[Saved entries]

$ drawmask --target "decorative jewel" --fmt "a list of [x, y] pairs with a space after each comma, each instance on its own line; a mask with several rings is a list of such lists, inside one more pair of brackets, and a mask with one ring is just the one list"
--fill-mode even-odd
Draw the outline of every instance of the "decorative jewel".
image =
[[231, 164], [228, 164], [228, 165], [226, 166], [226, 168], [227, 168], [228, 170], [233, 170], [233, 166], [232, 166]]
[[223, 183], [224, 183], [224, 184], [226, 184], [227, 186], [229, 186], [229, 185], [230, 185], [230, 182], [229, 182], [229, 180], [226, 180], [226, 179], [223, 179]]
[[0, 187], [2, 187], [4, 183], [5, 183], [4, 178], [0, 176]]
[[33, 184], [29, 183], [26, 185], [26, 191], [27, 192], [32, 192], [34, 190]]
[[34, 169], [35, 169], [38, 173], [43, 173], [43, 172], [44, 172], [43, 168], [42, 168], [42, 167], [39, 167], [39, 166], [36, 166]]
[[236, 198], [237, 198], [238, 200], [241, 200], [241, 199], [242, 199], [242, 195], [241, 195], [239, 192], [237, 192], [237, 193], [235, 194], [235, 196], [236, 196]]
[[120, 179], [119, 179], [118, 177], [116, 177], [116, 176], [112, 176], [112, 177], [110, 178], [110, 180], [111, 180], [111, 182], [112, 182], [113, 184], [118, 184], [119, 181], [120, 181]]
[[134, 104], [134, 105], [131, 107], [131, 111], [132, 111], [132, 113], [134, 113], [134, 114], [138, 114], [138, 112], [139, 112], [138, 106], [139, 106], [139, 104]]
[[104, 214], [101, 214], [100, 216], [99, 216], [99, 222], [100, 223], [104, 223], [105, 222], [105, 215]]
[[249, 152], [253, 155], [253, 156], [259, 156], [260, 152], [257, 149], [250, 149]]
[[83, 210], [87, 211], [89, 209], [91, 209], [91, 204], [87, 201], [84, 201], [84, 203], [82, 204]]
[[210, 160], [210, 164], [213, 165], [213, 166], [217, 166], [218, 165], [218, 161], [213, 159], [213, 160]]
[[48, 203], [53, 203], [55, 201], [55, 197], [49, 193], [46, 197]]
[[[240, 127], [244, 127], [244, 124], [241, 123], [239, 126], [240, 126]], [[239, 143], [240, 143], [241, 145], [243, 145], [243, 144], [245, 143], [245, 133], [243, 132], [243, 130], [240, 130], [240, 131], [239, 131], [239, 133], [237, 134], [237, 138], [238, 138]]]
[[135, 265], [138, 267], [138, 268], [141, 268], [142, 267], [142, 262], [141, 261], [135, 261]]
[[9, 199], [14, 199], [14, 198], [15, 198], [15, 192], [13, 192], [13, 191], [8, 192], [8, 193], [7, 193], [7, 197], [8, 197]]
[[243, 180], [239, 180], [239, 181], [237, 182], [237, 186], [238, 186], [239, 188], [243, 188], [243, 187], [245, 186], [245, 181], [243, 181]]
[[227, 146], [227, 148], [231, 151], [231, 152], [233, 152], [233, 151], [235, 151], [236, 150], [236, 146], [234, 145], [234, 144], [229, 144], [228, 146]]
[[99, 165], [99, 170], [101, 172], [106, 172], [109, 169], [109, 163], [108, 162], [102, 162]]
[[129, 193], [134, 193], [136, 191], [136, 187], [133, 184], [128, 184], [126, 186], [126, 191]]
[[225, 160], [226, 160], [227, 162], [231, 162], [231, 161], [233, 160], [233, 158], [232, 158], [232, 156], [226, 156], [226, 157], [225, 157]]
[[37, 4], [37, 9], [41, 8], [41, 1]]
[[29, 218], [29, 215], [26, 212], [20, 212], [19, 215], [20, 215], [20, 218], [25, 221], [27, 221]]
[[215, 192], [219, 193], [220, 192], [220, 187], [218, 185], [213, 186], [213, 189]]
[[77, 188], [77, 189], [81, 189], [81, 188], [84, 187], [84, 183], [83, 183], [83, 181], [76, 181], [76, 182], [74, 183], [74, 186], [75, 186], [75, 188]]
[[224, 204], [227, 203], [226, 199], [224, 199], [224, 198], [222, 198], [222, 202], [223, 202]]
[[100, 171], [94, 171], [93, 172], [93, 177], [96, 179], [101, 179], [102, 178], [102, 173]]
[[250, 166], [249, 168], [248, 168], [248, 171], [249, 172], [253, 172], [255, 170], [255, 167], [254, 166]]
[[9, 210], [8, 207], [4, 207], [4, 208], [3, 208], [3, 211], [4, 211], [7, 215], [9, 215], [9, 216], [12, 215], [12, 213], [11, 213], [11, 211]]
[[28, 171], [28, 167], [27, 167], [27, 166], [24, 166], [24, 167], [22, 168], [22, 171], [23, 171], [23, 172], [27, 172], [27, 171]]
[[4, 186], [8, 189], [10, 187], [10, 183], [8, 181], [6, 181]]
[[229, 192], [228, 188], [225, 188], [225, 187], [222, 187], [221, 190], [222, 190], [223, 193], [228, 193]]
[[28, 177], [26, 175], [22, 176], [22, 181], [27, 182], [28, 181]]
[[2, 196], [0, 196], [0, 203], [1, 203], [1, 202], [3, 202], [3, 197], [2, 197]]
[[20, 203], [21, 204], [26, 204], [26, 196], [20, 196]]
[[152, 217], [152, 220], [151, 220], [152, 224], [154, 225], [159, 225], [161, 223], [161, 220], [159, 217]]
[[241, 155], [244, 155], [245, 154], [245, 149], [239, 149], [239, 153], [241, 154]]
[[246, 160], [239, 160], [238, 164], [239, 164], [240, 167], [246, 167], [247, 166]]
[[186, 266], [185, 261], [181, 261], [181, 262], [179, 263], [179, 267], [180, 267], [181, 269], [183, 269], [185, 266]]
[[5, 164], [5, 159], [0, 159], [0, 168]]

## [Prompt]
Give back the opening line of the records above and every line after it, up to and including the one with "Draw the outline", unchanged.

## [Answer]
$ drawmask --target "decorative jewel" --fmt "a list of [x, y] pairs with a space after each comma, each instance on its own line; a mask with several rings is a list of such lists, inside one more pair of brackets, and a mask with one ring is just the one list"
--fill-mode even-odd
Draw the outline of every instance of the "decorative jewel".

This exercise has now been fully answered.